EXERCISE DIRECTIONS: Could you copy out the material from the line containing "Pin each instance of the dock surface" through the end, inclusive, with "shelf-audit tool" changed to "stock-check tool" and nothing else altered?

DATA FOR THE TASK:
══════════════════════════════

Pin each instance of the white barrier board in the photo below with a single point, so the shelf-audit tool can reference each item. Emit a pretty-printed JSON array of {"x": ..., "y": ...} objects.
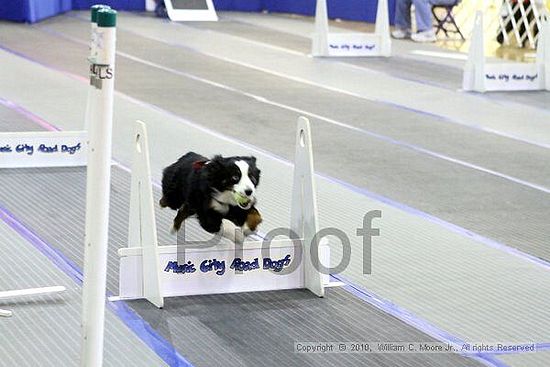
[
  {"x": 43, "y": 149},
  {"x": 218, "y": 269},
  {"x": 353, "y": 44},
  {"x": 512, "y": 77}
]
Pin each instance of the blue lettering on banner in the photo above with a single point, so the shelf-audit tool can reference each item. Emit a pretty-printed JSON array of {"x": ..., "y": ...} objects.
[
  {"x": 218, "y": 267},
  {"x": 514, "y": 77},
  {"x": 29, "y": 149},
  {"x": 210, "y": 265},
  {"x": 276, "y": 265},
  {"x": 5, "y": 149},
  {"x": 240, "y": 265},
  {"x": 46, "y": 149},
  {"x": 177, "y": 268},
  {"x": 70, "y": 149},
  {"x": 25, "y": 148}
]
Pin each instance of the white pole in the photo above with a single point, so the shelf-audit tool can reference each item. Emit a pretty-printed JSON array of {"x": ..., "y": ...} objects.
[
  {"x": 382, "y": 28},
  {"x": 93, "y": 54},
  {"x": 97, "y": 192},
  {"x": 474, "y": 69}
]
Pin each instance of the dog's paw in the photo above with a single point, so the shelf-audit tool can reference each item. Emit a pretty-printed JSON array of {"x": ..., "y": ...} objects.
[{"x": 232, "y": 232}]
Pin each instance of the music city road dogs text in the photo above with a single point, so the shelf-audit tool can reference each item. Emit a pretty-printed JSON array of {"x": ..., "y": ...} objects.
[
  {"x": 31, "y": 149},
  {"x": 219, "y": 267}
]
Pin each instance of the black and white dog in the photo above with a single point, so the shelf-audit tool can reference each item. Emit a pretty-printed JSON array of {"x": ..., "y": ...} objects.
[{"x": 213, "y": 189}]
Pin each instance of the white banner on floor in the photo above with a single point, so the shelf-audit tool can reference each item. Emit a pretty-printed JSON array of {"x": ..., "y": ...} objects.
[{"x": 43, "y": 149}]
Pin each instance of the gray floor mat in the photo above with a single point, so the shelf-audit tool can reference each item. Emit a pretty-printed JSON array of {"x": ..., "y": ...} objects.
[{"x": 460, "y": 195}]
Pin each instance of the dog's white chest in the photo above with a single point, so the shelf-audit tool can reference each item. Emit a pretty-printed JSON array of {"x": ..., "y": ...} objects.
[{"x": 219, "y": 207}]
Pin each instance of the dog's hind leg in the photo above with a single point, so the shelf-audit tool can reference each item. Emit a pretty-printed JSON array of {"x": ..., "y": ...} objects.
[{"x": 183, "y": 214}]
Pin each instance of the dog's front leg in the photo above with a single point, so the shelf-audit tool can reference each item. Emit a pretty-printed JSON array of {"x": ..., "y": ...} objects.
[
  {"x": 253, "y": 219},
  {"x": 183, "y": 214}
]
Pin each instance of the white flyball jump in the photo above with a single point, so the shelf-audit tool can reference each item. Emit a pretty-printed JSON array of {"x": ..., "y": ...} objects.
[
  {"x": 480, "y": 76},
  {"x": 152, "y": 272},
  {"x": 100, "y": 119},
  {"x": 325, "y": 43}
]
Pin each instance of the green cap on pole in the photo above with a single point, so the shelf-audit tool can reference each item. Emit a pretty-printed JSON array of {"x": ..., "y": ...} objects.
[
  {"x": 94, "y": 9},
  {"x": 106, "y": 18}
]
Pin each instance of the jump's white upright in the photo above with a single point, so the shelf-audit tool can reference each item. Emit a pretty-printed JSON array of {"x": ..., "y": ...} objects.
[
  {"x": 98, "y": 191},
  {"x": 480, "y": 76},
  {"x": 325, "y": 43},
  {"x": 152, "y": 272},
  {"x": 27, "y": 292}
]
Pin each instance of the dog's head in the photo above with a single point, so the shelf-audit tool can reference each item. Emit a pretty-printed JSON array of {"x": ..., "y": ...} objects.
[{"x": 234, "y": 180}]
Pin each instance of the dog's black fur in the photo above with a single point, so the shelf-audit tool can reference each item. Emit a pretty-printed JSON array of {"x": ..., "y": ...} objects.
[{"x": 196, "y": 185}]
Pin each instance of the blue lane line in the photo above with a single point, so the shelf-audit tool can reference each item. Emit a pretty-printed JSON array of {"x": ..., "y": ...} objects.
[
  {"x": 156, "y": 342},
  {"x": 402, "y": 314}
]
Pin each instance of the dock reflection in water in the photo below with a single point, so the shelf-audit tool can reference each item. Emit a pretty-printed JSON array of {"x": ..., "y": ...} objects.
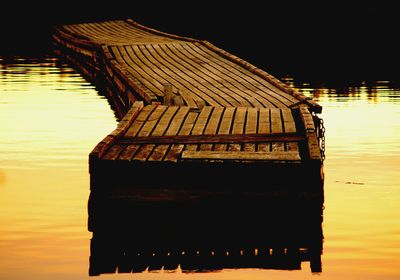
[{"x": 205, "y": 235}]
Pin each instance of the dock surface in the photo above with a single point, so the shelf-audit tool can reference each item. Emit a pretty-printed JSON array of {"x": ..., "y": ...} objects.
[{"x": 190, "y": 110}]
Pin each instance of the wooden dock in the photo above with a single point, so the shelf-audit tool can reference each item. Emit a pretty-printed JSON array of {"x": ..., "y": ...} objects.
[
  {"x": 207, "y": 236},
  {"x": 191, "y": 114}
]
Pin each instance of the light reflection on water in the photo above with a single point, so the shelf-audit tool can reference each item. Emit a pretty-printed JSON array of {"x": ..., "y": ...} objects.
[{"x": 51, "y": 118}]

══════════════════════════════

EXERCISE RESPONSE:
Pin each instance of the dock surface in the photo above with a single point, so the stock-check tool can reference each item. Emit a pretty-printed JSON array of {"x": ..., "y": ...} objects.
[{"x": 190, "y": 110}]
Pin each instance of the wooden dock in the photo above with a single point, so the stock-check tool can reference each item. Emit a pretty-printed JSON array of {"x": ..., "y": ...} objects.
[
  {"x": 207, "y": 236},
  {"x": 191, "y": 114}
]
Pin each instance of the light reflection on water in the photo above with a single point, so the stock-check tool can reference each item. Emit a pretty-printed JSON array of {"x": ..., "y": ...} objects.
[{"x": 51, "y": 118}]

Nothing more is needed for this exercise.